Given records
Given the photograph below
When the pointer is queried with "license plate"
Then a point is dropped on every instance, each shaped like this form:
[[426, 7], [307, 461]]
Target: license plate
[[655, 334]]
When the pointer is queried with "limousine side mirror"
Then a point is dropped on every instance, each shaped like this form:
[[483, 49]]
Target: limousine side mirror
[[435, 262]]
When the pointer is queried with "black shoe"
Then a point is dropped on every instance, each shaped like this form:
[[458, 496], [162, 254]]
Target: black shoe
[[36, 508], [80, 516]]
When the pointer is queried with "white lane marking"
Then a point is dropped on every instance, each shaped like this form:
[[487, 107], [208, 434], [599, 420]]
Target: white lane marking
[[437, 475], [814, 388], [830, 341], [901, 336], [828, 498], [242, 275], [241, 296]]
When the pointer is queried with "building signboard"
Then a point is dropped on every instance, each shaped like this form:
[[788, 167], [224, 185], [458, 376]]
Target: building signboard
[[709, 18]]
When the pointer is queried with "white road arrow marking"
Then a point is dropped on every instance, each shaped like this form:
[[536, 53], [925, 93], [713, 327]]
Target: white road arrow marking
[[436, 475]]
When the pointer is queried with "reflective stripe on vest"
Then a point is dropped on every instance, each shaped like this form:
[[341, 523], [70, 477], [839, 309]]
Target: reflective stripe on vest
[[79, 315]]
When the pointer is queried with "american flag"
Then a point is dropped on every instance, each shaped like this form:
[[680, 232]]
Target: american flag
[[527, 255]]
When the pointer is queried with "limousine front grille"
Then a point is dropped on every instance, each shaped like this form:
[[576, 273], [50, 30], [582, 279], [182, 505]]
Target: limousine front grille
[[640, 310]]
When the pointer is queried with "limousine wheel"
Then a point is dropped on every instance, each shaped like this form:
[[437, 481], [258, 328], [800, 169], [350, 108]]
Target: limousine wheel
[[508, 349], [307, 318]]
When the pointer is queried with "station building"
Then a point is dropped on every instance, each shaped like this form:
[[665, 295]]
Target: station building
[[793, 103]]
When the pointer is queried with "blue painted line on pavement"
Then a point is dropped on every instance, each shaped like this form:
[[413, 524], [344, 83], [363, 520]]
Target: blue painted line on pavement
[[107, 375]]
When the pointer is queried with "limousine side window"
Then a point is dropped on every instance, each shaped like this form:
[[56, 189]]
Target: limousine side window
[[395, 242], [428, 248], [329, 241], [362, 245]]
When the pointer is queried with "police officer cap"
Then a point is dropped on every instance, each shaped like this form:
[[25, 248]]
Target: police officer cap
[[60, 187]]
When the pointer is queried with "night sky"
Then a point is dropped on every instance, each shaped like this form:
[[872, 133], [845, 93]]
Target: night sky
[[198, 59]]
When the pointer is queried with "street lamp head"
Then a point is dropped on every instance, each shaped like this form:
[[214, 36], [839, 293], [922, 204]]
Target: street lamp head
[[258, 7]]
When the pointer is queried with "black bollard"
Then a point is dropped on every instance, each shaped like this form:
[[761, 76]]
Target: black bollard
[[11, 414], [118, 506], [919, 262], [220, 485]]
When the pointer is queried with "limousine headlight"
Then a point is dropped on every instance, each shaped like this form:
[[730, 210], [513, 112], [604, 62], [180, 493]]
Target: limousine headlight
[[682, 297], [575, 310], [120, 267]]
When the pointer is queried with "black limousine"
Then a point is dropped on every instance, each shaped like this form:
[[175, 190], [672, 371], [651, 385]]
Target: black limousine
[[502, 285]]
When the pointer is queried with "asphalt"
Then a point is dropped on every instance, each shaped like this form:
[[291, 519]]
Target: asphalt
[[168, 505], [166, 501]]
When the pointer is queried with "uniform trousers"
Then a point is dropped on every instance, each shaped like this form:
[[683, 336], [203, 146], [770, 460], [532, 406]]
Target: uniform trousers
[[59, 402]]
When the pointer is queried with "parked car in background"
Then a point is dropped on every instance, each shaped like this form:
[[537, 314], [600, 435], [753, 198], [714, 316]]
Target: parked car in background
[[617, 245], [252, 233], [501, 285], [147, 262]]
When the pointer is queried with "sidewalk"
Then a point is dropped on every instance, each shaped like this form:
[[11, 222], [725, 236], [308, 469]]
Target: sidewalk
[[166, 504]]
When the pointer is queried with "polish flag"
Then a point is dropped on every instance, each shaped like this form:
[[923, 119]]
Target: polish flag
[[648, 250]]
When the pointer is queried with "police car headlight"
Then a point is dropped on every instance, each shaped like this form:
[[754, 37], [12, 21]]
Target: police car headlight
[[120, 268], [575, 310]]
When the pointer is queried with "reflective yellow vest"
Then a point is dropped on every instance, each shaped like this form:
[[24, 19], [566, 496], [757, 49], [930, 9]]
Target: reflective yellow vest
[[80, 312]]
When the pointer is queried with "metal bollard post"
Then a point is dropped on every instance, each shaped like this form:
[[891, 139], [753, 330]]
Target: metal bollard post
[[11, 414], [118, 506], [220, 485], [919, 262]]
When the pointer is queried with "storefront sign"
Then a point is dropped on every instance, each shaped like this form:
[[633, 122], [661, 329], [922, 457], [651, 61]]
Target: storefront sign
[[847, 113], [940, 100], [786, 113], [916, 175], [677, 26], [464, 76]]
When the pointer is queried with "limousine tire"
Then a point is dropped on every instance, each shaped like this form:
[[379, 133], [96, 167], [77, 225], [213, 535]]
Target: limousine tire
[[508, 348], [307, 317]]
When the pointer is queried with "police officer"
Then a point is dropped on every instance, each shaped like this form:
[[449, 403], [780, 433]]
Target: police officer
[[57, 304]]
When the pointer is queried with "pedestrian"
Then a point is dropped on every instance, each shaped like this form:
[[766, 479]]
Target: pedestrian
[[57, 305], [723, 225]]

Job
Rewrite the items from the very start through the line with "[[508, 349], [307, 318]]", replacing every "limousine" with "sedan" and leaving everything else unchanged.

Result below
Given the photograph below
When the pointer is queried with "license plate"
Then a point is dropped on every instance, each shaped like this form:
[[426, 7], [307, 461]]
Target: license plate
[[655, 334]]
When the pointer is queried with "sedan side mirror"
Then a point is dropped on every instance, each shaped like this form:
[[483, 49]]
Target: sedan side mirror
[[435, 262]]
When the pointer is queried with "black shoe"
Then a point is dropped on every instance, each shaped like this form:
[[458, 496], [162, 254]]
Target: black shoe
[[36, 508], [80, 516]]
When the pointer is queried with "white lane marking"
Then a point is dropped on every instance, each shaped like this form:
[[487, 107], [208, 434], [599, 420]]
Target: white lane marking
[[437, 475], [814, 388], [830, 341], [901, 336], [828, 498], [242, 275], [241, 296]]
When the pointer is queried with "building signboard"
Then a point is dropped on every instance, each shaped like this form:
[[788, 167], [224, 185], [458, 376]]
Target: building signboard
[[709, 18]]
When the pointer is queried with "white road arrow marking"
Then a point is dropped on every instance, each shaped like this form:
[[536, 53], [925, 93], [713, 327]]
Target: white road arrow marking
[[436, 475]]
When the pointer is queried with "reflective stripe on vest"
Then a point is dropped on every instance, each shaped like this form:
[[341, 523], [70, 477], [839, 309]]
Target: reflective stripe on vest
[[79, 315]]
When the pointer is queried with "american flag"
Then a point is dropped on every instance, each shaped like this form:
[[680, 232]]
Target: american flag
[[527, 255]]
When the pointer is queried with "sedan front grille"
Then a point is dropped on every instance, each shaped like this form:
[[576, 273], [50, 30], [582, 279], [182, 505]]
Target: sedan front grille
[[640, 310]]
When the pointer is queried with "sedan wheel"
Then a point is dropped on every instance, each shaped like this form:
[[437, 481], [258, 328], [800, 169], [350, 108]]
Target: sedan wheel
[[508, 349], [307, 318]]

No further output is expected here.